> _THE PROBLEM_
Write out only the lines running from the one that contains "the child's face" to the end of the material, both ends included.

> _INFORMATION SUPPLIED_
-.-.-

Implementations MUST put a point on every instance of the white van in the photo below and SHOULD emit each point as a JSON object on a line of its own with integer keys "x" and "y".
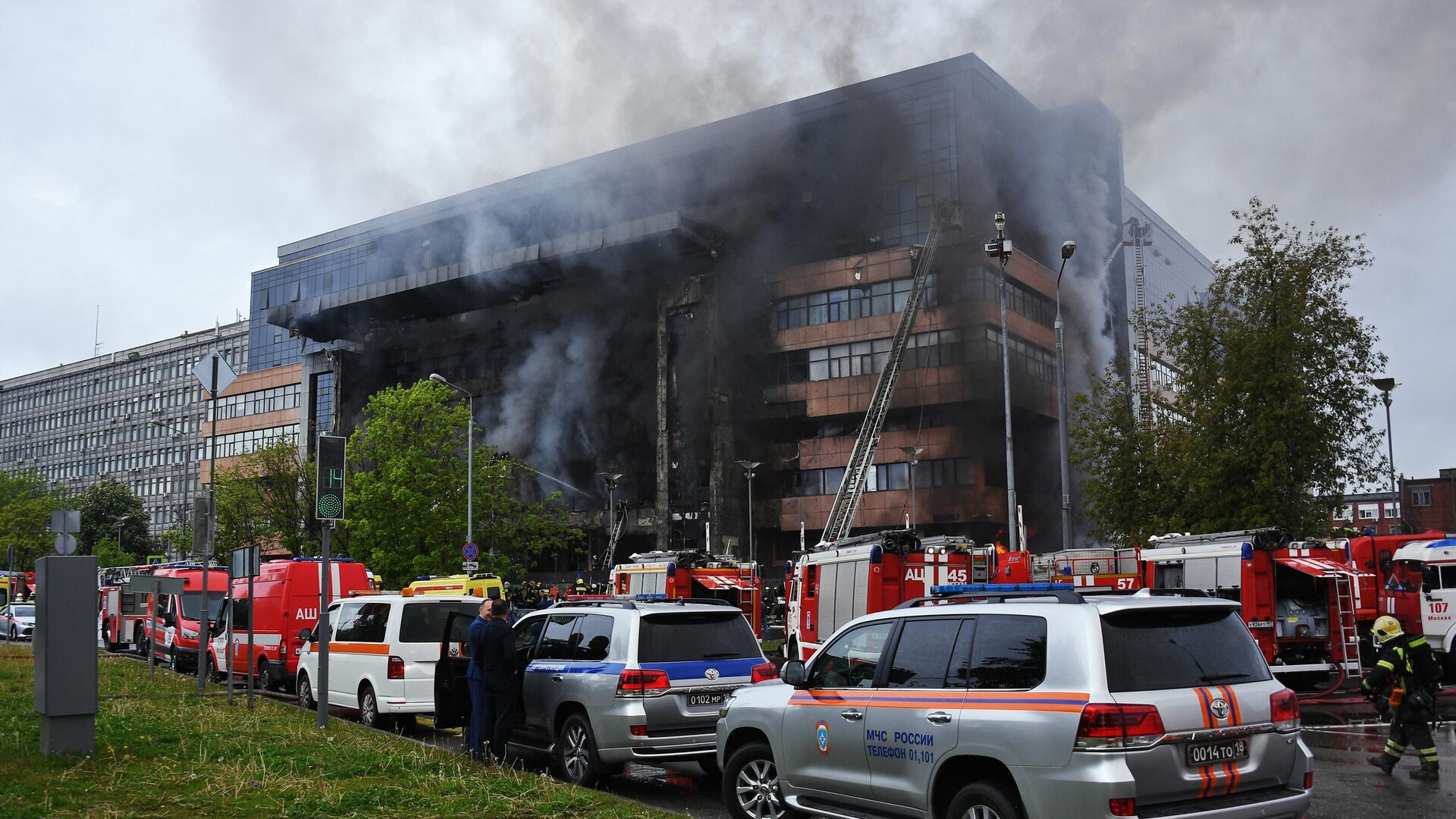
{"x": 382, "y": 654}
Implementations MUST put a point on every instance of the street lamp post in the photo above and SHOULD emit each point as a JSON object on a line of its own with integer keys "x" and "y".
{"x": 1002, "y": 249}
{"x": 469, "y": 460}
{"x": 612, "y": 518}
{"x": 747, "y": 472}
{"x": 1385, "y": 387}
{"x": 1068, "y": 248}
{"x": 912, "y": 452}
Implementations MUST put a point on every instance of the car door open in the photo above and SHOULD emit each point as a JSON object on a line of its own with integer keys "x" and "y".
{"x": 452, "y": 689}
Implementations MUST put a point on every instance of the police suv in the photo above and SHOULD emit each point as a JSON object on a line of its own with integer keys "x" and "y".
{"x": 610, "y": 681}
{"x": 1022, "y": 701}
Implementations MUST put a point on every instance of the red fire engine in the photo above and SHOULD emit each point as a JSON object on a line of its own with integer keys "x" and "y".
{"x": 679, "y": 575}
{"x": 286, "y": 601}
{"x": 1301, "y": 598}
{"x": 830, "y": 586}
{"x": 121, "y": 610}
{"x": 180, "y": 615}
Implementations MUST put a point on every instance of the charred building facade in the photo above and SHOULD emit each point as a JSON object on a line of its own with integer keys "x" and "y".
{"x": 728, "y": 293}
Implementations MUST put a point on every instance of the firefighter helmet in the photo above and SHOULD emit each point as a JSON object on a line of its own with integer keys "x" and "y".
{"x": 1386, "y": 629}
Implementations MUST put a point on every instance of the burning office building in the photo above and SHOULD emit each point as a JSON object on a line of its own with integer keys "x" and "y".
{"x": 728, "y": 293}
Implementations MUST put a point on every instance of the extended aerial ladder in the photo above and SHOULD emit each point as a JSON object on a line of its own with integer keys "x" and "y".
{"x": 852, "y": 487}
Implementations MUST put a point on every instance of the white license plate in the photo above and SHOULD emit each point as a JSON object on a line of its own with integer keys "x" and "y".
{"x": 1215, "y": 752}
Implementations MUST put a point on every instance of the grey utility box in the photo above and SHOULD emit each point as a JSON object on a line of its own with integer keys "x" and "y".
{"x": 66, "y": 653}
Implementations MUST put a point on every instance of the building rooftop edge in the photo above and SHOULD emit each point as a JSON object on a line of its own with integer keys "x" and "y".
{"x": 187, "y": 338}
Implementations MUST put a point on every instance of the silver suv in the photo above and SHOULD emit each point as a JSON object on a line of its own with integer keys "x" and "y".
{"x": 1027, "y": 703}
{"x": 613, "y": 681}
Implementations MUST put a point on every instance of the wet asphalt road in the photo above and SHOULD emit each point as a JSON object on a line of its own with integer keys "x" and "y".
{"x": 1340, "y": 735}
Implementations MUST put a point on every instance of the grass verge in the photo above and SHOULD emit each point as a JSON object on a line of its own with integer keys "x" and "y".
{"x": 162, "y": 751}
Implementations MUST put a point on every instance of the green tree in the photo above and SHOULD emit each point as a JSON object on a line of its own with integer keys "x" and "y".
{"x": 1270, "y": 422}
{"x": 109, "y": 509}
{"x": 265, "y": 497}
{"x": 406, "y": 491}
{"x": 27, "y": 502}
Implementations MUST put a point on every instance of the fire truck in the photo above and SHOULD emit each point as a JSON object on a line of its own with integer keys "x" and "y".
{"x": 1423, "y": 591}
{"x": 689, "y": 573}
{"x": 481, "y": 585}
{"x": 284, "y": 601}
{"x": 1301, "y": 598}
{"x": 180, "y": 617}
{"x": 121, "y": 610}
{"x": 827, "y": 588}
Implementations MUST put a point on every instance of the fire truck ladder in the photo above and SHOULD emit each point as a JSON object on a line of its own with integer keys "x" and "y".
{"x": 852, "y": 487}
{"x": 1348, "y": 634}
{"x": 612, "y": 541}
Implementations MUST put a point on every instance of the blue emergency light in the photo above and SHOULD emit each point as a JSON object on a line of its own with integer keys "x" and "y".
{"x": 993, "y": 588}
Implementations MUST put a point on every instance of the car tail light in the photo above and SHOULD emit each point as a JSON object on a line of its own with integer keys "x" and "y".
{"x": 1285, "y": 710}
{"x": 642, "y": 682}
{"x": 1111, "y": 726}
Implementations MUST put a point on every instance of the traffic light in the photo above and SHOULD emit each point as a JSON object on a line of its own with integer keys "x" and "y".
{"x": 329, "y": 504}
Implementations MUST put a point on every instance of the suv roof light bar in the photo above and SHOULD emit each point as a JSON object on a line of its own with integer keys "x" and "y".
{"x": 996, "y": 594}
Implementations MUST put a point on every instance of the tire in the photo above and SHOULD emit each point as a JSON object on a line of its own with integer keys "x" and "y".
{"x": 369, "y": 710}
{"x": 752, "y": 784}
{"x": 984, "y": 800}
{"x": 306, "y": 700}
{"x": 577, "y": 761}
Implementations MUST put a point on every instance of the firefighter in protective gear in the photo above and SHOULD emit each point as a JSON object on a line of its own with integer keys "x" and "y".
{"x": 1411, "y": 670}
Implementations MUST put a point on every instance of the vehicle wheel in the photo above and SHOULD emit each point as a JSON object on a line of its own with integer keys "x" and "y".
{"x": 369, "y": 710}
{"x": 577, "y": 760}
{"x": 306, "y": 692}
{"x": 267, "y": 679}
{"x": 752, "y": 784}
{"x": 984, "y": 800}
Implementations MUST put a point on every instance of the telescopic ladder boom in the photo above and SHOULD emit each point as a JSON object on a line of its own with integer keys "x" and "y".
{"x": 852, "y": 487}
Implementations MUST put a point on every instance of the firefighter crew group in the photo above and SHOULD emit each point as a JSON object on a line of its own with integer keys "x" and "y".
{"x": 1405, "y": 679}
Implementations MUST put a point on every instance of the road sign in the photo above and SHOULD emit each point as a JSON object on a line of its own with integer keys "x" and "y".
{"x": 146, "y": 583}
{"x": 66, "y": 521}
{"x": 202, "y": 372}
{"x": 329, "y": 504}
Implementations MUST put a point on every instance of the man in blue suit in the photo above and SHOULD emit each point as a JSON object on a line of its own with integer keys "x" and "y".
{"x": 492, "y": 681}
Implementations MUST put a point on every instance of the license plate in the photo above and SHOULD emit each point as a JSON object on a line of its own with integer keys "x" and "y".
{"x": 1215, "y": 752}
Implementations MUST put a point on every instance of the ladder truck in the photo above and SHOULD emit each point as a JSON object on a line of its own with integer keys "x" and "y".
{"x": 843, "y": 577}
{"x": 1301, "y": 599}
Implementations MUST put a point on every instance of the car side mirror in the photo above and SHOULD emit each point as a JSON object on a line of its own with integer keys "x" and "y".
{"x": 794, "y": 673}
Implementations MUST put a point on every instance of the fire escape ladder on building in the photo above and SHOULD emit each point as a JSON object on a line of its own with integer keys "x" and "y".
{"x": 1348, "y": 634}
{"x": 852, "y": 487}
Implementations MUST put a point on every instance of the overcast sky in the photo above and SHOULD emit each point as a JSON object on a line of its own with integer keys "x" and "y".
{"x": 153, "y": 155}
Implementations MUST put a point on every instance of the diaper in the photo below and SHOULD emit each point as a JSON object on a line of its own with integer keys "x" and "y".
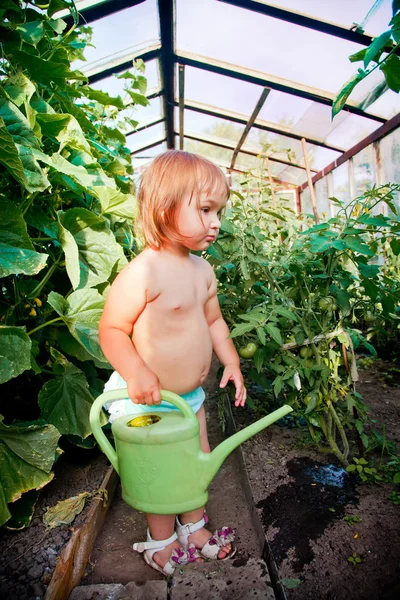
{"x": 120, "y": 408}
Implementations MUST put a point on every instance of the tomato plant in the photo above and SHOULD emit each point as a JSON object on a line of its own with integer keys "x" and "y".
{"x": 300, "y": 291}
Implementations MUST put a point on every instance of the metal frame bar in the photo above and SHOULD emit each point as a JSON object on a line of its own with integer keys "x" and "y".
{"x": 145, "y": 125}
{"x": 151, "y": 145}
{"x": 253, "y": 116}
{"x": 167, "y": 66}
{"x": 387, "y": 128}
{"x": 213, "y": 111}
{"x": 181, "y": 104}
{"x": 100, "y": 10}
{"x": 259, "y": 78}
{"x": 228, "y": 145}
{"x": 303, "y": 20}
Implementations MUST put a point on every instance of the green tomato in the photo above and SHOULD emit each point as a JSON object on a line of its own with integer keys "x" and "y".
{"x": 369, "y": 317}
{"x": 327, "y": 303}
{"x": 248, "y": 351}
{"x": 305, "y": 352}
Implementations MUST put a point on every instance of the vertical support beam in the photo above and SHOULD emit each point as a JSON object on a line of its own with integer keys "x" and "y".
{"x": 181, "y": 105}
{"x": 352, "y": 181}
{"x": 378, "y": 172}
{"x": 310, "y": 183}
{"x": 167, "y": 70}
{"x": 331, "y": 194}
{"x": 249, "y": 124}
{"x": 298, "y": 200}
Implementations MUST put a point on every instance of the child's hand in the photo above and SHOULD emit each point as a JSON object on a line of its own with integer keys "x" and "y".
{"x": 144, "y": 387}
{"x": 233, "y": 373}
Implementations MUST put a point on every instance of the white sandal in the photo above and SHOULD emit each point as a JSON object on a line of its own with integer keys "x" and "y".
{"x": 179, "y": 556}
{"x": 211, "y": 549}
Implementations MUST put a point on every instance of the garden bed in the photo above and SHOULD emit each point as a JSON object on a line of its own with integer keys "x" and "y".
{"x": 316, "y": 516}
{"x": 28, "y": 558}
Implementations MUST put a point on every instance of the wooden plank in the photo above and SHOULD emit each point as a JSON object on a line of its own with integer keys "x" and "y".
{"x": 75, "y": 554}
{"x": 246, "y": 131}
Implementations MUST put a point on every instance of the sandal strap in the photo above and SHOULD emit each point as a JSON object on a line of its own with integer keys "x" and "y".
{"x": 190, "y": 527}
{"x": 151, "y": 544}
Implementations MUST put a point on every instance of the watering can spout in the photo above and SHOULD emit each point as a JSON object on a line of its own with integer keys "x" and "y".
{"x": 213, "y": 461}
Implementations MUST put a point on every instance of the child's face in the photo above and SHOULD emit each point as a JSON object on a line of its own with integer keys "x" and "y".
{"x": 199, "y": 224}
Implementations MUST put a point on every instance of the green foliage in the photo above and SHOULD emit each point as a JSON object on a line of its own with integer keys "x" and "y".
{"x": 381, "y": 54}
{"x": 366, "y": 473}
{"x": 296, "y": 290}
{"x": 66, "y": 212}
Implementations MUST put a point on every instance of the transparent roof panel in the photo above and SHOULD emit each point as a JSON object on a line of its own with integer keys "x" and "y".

-.-.-

> _COMPLETED TASK_
Implementations MUST put a point on every instance of the child's face in the photo above and SHOULD emit each point as a JSON object on a line of its own with integer keys "x" and "y".
{"x": 199, "y": 224}
Implementations MUST put a point on every instance of the green foliage in the photo above and SHOULD emit each point as a JSON object on a line of its own with integer keys "x" and "y".
{"x": 381, "y": 54}
{"x": 366, "y": 473}
{"x": 296, "y": 290}
{"x": 66, "y": 212}
Implementations MUST put a point on every instance of the transparent roof panel in the photo above and SHOULD emit each point as a JSON object on a line of its own with integer keys "x" and "y".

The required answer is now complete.